-- Start of TEXT TO READ --

Decoders MUST check flags and skip unsupported features gracefully.

Pattern 4: Worked Example with Hex Dump

What: A concrete archive with known inputs showing every byte. When to use: Mandatory per success criteria -- the spec must include at least one complete worked example.

Example archive: 2 files
  File 1: "hello.txt" (5 bytes: "Hello")
  File 2: "test.apk" (simulated 32 bytes)

Key: 0x00112233...EEFF (32 bytes, shown in full)
IV for file 1: 0xAABBCCDD... (16 bytes)
IV for file 2: 0x11223344... (16 bytes)

Complete hex dump:
  0000: CA FE xx xx 01 01 02 00  ...  <- header (magic, version, flags, count)
  ...
  [every byte annotated with field name]

Anti-Patterns to Avoid

  • Variable-length header without explicit size field: Shell decoders need to know exactly where to dd skip= to. Every variable-length region must have its size recorded in a preceding fixed-offset field.

-- End of TEXT TO READ --

SHORT PROBLEM A
Express the records as a two-column CSV with the columns "request" and "answer", starting at the record line that contains "Where can you see the boy's ear" and ending at the last record. Put one row per request, quote each field, and replace line breaks with spaces.
The records have no connection to the text.

-- Start of TASK INPUT --

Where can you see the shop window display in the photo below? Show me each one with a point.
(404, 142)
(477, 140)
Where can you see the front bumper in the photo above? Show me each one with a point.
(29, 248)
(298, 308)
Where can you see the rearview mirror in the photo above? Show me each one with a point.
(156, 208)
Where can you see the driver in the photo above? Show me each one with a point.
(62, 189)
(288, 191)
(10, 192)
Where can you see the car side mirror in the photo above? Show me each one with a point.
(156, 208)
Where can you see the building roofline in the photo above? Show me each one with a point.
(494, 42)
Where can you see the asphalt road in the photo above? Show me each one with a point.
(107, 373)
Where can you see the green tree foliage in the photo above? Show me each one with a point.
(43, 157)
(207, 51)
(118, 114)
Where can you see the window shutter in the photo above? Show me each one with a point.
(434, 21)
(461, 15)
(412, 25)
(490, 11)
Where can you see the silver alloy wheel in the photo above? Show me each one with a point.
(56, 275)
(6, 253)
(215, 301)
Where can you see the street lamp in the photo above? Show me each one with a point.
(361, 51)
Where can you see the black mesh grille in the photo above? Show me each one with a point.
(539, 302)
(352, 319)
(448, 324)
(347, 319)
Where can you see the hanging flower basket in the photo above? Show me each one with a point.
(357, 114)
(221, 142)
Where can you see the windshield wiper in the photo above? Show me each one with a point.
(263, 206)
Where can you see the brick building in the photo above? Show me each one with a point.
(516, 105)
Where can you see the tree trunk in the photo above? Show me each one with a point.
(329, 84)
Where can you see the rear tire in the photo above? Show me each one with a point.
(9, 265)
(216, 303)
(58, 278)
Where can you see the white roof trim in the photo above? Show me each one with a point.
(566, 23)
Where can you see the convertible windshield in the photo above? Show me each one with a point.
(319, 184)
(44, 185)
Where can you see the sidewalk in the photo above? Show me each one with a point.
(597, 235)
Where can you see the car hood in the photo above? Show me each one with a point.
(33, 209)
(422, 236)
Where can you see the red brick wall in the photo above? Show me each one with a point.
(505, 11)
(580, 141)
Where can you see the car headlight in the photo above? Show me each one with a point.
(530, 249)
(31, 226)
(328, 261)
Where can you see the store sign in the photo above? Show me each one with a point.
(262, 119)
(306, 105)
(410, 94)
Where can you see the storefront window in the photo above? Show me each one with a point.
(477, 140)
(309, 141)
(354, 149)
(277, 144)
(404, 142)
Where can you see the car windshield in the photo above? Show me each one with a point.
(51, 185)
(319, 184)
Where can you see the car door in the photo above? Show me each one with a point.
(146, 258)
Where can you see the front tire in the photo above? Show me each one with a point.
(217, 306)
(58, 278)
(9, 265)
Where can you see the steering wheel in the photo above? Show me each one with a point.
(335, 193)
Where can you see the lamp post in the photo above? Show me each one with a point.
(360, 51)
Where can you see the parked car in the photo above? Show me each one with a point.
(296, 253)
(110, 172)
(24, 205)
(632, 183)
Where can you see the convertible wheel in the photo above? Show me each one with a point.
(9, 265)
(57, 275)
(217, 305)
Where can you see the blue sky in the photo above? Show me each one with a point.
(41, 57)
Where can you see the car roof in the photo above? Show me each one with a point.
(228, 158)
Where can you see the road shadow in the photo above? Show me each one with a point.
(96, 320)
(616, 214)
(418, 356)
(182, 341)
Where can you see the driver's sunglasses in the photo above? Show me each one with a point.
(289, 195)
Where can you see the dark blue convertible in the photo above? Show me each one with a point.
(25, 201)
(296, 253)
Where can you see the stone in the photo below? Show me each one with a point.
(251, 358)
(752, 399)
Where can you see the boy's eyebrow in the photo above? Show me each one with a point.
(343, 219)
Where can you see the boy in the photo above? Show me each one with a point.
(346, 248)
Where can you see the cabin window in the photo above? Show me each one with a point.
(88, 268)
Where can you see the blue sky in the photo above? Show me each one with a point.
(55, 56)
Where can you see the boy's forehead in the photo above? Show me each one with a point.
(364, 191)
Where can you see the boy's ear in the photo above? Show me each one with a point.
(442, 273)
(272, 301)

-- End of TASK INPUT --

SHORT PROBLEM B
According to the archive format text, what must every variable-length region have?

WRITTEN REPLY A
request,answer
"Where can you see the boy's ear in the photo above? Show me each one with a point.","(442, 273) (272, 301)"

WRITTEN REPLY B
Its size recorded in a preceding fixed-offset field.